→ SET TASK: Identify each line in the records below that contains the word "windshield" and copy those lines, treating the match as case-sensitive.

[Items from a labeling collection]
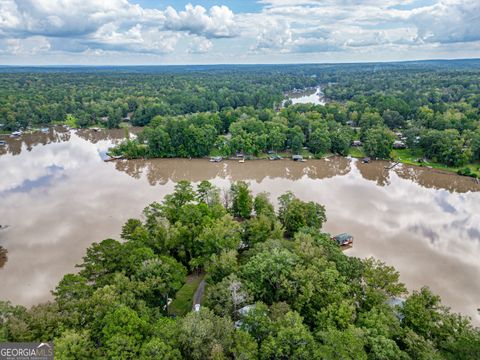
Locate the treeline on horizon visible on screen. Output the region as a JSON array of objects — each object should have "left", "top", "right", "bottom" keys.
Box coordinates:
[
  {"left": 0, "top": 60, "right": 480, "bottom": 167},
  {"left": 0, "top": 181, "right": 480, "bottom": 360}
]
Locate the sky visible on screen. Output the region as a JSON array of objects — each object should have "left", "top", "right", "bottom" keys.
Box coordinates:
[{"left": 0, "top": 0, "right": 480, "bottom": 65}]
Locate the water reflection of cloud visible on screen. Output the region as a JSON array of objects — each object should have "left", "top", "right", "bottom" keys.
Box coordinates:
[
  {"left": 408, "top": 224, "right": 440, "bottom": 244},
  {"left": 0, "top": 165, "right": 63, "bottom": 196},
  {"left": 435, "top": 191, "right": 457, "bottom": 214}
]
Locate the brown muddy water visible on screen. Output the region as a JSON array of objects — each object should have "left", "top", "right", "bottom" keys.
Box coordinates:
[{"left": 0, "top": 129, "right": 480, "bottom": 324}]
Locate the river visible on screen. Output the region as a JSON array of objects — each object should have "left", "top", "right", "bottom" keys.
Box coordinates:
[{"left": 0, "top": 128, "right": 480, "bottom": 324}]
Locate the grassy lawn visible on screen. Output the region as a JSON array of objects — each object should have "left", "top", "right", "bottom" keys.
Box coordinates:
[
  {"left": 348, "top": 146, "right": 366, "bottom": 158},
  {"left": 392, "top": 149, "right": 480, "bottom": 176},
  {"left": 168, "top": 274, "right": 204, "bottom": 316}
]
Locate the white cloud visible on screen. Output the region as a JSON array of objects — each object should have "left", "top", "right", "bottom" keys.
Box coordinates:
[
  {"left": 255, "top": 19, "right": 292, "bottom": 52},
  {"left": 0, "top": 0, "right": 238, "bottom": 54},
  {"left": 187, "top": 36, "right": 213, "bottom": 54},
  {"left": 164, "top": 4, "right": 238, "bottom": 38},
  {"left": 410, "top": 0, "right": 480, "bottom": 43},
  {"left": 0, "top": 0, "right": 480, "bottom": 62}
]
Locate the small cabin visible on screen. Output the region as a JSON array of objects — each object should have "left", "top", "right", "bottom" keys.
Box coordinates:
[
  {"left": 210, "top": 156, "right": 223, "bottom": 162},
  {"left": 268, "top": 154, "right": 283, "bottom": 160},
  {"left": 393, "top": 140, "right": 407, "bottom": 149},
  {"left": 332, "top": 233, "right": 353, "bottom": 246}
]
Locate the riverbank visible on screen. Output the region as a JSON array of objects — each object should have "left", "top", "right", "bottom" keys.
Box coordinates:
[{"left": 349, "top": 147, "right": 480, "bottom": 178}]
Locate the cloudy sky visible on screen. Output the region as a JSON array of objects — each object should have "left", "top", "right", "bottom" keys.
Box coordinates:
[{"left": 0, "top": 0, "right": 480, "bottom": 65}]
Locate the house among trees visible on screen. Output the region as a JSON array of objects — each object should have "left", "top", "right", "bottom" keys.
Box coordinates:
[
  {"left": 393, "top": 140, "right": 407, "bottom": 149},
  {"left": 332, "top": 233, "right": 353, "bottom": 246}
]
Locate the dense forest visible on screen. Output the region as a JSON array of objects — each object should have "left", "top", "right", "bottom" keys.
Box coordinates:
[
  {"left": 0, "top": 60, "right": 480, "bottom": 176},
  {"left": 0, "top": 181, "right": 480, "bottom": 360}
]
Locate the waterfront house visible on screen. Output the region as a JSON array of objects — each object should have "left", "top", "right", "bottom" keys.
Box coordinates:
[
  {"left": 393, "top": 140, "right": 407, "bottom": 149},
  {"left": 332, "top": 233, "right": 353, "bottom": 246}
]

--

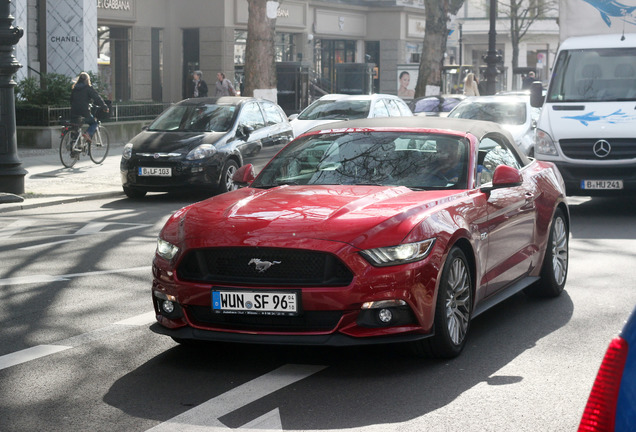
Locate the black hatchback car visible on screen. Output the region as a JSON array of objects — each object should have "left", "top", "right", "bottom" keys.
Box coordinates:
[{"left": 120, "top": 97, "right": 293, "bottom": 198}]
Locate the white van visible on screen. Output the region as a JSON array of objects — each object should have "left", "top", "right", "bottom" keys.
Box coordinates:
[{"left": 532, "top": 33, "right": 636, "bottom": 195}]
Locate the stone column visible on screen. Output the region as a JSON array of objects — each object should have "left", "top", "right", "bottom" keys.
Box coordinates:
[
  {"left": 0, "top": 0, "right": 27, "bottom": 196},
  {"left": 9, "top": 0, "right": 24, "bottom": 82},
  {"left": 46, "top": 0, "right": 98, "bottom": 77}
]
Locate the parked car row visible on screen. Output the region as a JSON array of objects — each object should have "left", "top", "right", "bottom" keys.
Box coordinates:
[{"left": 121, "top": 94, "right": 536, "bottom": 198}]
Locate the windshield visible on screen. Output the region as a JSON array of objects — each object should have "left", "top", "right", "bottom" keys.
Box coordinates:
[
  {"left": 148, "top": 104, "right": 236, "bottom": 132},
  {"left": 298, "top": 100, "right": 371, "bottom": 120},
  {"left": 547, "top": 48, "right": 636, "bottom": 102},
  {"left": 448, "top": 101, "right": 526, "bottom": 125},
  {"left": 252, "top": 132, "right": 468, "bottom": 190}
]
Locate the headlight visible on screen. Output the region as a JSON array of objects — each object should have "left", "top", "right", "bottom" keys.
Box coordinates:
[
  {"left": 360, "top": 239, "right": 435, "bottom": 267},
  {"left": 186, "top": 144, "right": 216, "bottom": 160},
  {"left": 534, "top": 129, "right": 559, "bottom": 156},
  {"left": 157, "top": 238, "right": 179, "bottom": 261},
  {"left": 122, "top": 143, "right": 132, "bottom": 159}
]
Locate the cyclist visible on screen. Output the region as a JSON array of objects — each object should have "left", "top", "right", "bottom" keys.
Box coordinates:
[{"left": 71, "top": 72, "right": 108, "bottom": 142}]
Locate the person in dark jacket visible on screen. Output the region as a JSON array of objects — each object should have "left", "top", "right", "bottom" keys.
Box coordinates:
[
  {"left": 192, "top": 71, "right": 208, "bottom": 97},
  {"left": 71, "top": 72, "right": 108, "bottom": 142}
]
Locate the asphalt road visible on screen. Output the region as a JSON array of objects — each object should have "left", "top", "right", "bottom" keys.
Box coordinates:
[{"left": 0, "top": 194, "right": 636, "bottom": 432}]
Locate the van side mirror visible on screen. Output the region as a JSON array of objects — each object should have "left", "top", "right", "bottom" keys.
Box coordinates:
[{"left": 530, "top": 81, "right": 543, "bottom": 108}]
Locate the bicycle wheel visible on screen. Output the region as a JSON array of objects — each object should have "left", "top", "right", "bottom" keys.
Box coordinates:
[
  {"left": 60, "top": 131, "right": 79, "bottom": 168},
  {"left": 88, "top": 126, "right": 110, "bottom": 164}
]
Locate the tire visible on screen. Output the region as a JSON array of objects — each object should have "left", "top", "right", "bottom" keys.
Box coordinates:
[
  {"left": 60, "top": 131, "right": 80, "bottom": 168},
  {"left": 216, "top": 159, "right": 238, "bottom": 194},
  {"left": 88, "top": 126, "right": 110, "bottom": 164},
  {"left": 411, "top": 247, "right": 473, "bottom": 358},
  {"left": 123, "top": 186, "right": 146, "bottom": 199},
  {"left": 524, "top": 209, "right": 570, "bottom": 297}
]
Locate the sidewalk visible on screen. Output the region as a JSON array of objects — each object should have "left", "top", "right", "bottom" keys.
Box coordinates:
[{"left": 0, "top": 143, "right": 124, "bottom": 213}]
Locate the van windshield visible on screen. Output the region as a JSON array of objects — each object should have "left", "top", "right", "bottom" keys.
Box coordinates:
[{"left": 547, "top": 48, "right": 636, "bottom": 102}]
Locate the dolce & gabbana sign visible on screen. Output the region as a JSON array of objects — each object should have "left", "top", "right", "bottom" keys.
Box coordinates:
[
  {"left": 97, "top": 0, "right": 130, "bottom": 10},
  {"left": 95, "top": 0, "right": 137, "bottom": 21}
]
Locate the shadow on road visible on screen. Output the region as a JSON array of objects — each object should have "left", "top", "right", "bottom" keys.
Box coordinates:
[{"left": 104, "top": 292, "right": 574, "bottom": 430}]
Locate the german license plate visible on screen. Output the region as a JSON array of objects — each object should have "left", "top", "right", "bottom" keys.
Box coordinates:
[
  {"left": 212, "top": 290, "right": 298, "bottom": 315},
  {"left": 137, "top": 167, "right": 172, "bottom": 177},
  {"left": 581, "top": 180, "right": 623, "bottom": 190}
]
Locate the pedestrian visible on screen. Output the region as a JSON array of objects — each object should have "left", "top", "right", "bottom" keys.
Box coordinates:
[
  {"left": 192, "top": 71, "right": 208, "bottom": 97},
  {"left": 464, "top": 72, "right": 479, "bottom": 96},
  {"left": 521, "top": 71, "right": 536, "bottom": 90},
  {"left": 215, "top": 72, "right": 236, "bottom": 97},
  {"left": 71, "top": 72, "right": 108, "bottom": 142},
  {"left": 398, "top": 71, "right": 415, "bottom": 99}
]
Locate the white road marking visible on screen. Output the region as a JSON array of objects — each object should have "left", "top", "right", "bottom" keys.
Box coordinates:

→ RESULT FOR THIS EXERCISE:
Locate the windshield visible on screen. Output the region as a JSON array of objects — each object should have "left", "top", "right", "bottom" keys.
Locate the van windshield visible on screen. Output the region as a JSON array of objects — each object should have "left", "top", "right", "bottom" keys.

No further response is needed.